### The problem
Print verbatim every line starting at the one that contains "Ground paved deck." and ending at the final line of the records; include both endpoints.

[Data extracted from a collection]
▼

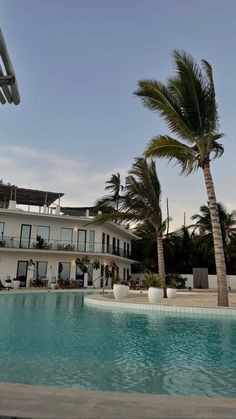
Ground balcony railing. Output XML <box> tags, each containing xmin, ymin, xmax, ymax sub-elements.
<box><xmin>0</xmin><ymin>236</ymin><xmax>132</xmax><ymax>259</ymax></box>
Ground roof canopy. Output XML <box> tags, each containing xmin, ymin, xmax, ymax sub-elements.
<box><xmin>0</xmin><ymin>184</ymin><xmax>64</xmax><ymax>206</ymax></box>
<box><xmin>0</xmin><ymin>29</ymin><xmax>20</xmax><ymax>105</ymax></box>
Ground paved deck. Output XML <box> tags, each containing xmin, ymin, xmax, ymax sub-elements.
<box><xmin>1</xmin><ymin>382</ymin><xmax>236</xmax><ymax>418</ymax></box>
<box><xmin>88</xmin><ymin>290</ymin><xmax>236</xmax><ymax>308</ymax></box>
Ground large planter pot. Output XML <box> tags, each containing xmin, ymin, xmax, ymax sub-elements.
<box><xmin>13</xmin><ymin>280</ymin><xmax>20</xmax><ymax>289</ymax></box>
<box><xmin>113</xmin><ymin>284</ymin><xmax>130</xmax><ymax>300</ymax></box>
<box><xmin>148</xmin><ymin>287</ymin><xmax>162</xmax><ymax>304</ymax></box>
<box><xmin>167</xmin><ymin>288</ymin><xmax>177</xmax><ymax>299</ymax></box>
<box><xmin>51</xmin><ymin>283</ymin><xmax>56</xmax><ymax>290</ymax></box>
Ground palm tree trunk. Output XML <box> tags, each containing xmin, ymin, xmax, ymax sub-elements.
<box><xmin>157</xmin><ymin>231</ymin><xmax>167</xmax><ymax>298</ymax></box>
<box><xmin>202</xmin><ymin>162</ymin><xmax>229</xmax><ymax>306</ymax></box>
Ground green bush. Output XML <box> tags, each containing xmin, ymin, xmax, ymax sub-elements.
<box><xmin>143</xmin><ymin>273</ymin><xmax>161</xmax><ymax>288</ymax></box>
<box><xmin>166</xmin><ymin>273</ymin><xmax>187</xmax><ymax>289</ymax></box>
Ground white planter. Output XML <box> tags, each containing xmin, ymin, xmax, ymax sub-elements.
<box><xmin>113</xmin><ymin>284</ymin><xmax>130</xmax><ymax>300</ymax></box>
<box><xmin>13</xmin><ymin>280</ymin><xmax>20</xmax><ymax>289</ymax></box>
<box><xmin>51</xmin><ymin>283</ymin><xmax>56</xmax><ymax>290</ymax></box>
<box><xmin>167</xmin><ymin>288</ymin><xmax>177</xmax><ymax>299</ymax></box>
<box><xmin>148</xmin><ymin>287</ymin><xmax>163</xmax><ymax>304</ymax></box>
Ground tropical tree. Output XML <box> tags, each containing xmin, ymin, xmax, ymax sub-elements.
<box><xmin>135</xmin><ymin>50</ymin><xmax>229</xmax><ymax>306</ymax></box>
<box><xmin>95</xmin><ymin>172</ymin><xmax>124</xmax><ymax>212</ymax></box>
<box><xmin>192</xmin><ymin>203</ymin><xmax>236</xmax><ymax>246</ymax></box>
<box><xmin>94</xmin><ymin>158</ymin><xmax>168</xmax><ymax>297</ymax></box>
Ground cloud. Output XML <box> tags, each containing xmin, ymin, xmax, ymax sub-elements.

▲

### Exercise output
Ground paved deck. Output XML <box> tags, each containing xmin, ymin, xmax, ymax sub-elements.
<box><xmin>1</xmin><ymin>382</ymin><xmax>236</xmax><ymax>418</ymax></box>
<box><xmin>88</xmin><ymin>290</ymin><xmax>236</xmax><ymax>308</ymax></box>
Ground large planter pot. Output XML <box> tags, each containing xmin, ymin, xmax, ymax sub-elements.
<box><xmin>13</xmin><ymin>280</ymin><xmax>20</xmax><ymax>289</ymax></box>
<box><xmin>113</xmin><ymin>284</ymin><xmax>130</xmax><ymax>300</ymax></box>
<box><xmin>148</xmin><ymin>287</ymin><xmax>162</xmax><ymax>304</ymax></box>
<box><xmin>167</xmin><ymin>288</ymin><xmax>177</xmax><ymax>299</ymax></box>
<box><xmin>51</xmin><ymin>283</ymin><xmax>56</xmax><ymax>290</ymax></box>
Ground palm tree trunk. Output XML <box> tags, each containing xmin, ymin, xmax, ymax sub-elements.
<box><xmin>157</xmin><ymin>231</ymin><xmax>167</xmax><ymax>298</ymax></box>
<box><xmin>202</xmin><ymin>162</ymin><xmax>229</xmax><ymax>306</ymax></box>
Ground green bush. Output XML <box> tags, each containing xmin, ymin, xmax, ymax sub-elements.
<box><xmin>143</xmin><ymin>273</ymin><xmax>161</xmax><ymax>288</ymax></box>
<box><xmin>166</xmin><ymin>273</ymin><xmax>187</xmax><ymax>289</ymax></box>
Ground white planter. Output XML <box> tags, each containing xmin, ymin, xmax, ymax sub-elements.
<box><xmin>113</xmin><ymin>284</ymin><xmax>130</xmax><ymax>300</ymax></box>
<box><xmin>13</xmin><ymin>280</ymin><xmax>20</xmax><ymax>289</ymax></box>
<box><xmin>51</xmin><ymin>283</ymin><xmax>56</xmax><ymax>290</ymax></box>
<box><xmin>167</xmin><ymin>288</ymin><xmax>177</xmax><ymax>299</ymax></box>
<box><xmin>148</xmin><ymin>287</ymin><xmax>163</xmax><ymax>304</ymax></box>
Ground tropical tree. Output XML <box> tags, each containing xmin, ymin, xmax, ymax sub-elements.
<box><xmin>135</xmin><ymin>50</ymin><xmax>229</xmax><ymax>306</ymax></box>
<box><xmin>95</xmin><ymin>172</ymin><xmax>124</xmax><ymax>212</ymax></box>
<box><xmin>192</xmin><ymin>203</ymin><xmax>236</xmax><ymax>246</ymax></box>
<box><xmin>94</xmin><ymin>158</ymin><xmax>168</xmax><ymax>297</ymax></box>
Ground cloud. Output XML <box> tags, each containing xmin, ymin, xmax, ymax sub-elements.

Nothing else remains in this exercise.